Jindřich Bär

<( Measuring the current search result ranking )

Identity inference with graph-based hierarchical clustering

This Python notebook shows the process of benchmarking the search result ranking for the Charles Explorer application. It is a part of my diploma thesis at the Faculty of Mathematics and Physics, Charles University, Prague.

Find out more about the thesis in the GitHub repository.

Made by Jindřich Bär, 2024.

To address the problems of the naïve identity inference approach, we try to add graph data to the process. In this post, we use the hierarchical clustering algorithm to group the potential identical graph nodes together.

In the realm of data mining and statistics, hierarchical clustering is an umbrella term for a set of unsupervised learning algorithms for grouping given data points into a hierarchy of clusters. Typically, these algorithms iteratively merge the closest clusters together, until only one cluster remains.

The distance metric used for the clustering can be any metric that defines the similarity between the data points.

Algorithm

In the case of our dataset, we can use the shortest path distance between the nodes in the graph as the distance metric.

We define the merging process as follows:

  1. Start with a graph with nodes only merged based on explicit identifiers. PUBLICATION_AUTHOR_ALL records without an explicit identifier are represented as separate nodes.
  2. Select an arbitrary unmerged node without an identifier.
    1. Using the naïve approach, we find all merge candidates for the selected node. Note that we are using the normalized name equality as the requirement for the merge.
    2. We calculate the distance matrix between the selected node and all the merge candidates.
    3. Using a hierarchical clustering algorithm, we cluster the data points based on the distance matrix. We select the cut-off distance based on the distance distribution.
  3. Go to step 2 until all the non-identifier nodes are merged.

Evaluation

To evaluate the performance of this algorithm, we first collect the largest naïve approach merge groups. The idea behind this is that the largest groups are the most likely to contain false positive merges.

With the following query, we create a new table HIERARCHICAL_MERGING that contains the normalized name, unique identifier, and publication ID for each author node.

CREATE TABLE HIERARCHICAL_MERGING AS select 
	normalize_name("PERSON_NAME") as normalized_name, -- uses the normalize_name extension
	"rank" || '-' || replace(replace(replace(lower("PERSON_NAME"),' ', '-'), '.', '-'), ',', '-') || '-' || "PUBLICATION_ID" AS "unique_id", -- creates a unique identifier for each author node
	"PUBLICATION_ID"

--- Records shown ---
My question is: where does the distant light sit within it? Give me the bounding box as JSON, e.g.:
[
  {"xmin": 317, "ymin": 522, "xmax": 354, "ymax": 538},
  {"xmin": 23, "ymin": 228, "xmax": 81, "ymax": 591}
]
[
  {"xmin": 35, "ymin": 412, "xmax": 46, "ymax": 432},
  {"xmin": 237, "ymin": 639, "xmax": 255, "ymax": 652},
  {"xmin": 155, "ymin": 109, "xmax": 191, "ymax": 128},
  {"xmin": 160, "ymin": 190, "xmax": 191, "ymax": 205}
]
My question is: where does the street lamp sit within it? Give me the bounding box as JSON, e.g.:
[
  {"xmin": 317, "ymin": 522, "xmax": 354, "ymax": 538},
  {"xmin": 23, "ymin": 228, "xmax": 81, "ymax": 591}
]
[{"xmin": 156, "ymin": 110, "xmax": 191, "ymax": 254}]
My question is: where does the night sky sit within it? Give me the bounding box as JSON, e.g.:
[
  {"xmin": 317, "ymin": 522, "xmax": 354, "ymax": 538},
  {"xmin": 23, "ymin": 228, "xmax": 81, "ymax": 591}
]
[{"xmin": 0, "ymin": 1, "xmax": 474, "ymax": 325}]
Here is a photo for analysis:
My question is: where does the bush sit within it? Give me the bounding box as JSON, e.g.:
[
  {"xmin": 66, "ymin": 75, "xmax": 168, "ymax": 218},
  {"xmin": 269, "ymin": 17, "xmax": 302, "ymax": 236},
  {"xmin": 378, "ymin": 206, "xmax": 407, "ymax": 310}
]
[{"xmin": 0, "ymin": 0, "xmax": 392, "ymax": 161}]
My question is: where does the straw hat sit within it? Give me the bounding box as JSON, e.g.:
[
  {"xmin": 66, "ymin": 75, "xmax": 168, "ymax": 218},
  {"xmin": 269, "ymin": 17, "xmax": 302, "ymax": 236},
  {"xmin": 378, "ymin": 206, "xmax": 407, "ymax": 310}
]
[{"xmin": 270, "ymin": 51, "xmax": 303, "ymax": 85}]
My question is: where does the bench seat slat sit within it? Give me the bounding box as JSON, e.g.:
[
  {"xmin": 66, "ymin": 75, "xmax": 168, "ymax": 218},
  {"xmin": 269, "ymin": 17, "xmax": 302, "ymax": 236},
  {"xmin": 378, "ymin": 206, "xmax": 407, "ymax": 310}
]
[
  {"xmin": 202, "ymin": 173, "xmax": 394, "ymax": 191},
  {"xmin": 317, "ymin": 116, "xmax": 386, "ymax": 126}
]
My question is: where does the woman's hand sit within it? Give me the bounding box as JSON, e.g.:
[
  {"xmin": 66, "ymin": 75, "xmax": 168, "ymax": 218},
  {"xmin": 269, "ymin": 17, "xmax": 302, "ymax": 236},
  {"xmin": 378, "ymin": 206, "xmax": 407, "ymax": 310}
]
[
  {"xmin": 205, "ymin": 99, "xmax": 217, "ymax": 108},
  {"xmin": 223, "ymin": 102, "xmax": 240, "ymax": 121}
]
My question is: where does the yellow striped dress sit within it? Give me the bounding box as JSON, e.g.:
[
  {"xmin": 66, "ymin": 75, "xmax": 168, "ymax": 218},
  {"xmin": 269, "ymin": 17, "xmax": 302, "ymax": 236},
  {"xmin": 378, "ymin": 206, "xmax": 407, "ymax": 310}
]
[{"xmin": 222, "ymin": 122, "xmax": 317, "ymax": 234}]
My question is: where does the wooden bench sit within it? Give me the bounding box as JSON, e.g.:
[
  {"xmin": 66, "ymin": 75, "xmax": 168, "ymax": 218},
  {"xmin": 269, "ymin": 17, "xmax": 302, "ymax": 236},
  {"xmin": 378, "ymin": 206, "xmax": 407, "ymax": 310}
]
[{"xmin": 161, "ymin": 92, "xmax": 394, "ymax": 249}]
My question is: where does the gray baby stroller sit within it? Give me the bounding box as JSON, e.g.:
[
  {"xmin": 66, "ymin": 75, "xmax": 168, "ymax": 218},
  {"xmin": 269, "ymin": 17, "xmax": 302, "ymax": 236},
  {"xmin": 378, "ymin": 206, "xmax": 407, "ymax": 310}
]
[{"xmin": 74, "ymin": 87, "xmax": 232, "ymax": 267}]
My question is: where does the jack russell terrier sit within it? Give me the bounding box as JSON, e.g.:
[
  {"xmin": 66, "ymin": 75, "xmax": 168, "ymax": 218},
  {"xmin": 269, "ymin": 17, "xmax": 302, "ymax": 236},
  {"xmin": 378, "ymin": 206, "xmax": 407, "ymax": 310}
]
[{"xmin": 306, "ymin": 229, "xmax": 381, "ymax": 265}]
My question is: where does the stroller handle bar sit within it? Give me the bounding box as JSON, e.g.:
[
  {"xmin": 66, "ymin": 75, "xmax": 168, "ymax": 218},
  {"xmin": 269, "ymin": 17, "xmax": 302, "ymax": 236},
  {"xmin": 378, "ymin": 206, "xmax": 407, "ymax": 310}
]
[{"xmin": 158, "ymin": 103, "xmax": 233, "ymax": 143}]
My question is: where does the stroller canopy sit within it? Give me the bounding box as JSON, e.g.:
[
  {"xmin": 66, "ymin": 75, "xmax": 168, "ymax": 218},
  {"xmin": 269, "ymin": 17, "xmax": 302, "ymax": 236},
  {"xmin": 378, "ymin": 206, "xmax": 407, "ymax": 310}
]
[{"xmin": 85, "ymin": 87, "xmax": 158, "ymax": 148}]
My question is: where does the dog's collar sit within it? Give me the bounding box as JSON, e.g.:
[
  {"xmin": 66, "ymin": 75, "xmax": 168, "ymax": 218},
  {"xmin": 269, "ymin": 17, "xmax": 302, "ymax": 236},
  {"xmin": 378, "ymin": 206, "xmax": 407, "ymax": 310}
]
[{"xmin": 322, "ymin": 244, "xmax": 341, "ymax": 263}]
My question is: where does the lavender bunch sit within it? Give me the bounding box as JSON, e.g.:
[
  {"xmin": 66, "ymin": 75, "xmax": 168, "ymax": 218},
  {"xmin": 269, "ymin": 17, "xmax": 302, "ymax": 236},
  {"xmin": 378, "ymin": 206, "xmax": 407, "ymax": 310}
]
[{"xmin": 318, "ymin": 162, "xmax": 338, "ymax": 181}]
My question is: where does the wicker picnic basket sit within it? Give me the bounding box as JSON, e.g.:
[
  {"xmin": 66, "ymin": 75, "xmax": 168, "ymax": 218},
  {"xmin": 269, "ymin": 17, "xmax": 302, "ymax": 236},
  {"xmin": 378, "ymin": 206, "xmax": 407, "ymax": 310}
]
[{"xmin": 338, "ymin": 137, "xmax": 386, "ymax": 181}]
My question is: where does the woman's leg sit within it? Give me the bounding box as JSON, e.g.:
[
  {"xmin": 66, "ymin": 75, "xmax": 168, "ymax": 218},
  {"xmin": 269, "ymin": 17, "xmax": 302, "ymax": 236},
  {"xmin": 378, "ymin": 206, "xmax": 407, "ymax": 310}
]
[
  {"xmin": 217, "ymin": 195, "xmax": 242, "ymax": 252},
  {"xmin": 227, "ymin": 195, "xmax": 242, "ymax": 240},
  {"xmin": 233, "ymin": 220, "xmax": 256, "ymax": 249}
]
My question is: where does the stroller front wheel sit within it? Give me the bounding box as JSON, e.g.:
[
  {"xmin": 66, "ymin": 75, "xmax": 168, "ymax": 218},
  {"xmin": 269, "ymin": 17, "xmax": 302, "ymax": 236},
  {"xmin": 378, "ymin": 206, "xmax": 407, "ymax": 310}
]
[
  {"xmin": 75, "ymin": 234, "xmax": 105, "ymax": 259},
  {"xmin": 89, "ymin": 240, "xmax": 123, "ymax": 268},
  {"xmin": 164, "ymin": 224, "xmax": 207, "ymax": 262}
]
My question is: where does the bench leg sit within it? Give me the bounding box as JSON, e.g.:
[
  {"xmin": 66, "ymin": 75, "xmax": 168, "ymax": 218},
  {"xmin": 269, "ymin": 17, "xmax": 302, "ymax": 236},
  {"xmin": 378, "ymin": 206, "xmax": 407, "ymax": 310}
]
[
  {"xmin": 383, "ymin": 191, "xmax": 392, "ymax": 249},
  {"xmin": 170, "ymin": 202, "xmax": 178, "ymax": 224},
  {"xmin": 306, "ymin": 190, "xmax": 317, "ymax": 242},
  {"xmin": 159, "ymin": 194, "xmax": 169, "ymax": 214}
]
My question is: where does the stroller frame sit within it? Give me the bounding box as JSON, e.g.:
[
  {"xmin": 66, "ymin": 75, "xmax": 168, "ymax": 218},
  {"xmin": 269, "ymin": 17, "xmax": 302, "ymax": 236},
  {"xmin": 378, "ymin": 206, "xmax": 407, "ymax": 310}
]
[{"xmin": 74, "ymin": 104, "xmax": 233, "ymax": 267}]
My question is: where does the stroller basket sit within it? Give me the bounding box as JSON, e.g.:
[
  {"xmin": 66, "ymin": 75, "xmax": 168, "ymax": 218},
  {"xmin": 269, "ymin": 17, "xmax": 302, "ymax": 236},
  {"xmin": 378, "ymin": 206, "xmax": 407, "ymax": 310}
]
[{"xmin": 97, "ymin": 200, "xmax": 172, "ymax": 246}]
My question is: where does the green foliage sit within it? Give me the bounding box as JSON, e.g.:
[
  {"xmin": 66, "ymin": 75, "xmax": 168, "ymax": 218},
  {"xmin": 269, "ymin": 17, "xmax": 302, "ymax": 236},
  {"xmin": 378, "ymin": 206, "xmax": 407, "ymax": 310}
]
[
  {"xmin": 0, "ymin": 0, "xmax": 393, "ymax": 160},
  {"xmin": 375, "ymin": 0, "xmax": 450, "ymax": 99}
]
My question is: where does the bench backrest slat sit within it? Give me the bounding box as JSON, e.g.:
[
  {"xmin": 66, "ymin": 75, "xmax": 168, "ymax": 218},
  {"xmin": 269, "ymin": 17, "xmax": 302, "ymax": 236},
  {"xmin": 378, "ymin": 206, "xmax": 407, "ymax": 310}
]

--- Task details ---
Resume the post on identity inference with graph-based hierarchical clustering, picking up right after its final line.

--- Reply to the task ---
	from PUBLICATION_AUTHOR_ALL
WHERE LENGTH(PERSON_ID) = 0;
-- took 4010 ms 

CREATE INDEX IF NOT EXISTS i_NORMALIZED_NAME on HIERARCHICAL_MERGING("NORMALIZED_NAME");
-- took 2152 ms

Then, we group this table by the normalized name and select the groups with the most members.

import sqlite3 
import pandas as pd

df = pd.DataFrame({
    'normalized_name': [],
    'unique_id': [],
    'publication_id': [],
})

with sqlite3.connect("explorer.db") as conn:
    cursor = conn.cursor()
    
    cursor.execute("""
SELECT *
FROM   hierarchical_merging
WHERE  normalized_name IN (SELECT normalized_name
                           FROM   (SELECT normalized_name,
                                          Count(*) AS C
                                   FROM   hierarchical_merging
                                   GROUP  BY normalized_name
                                   ORDER  BY c DESC
                                   LIMIT  10)); """
    )

    for row in cursor.fetchall():
        df.loc[len(df)] = row

df.to_csv('hierarchical_merging.csv', index=False)

Now that we have the 10 largest groups of naïve merges, we can evaluate the hierarchical clustering algorithm on them.

Distance matrix calculation

We start by calculating the distance matrix of a given group.

import pandas as pd

df = pd.read_csv('hierarchical_merging.csv')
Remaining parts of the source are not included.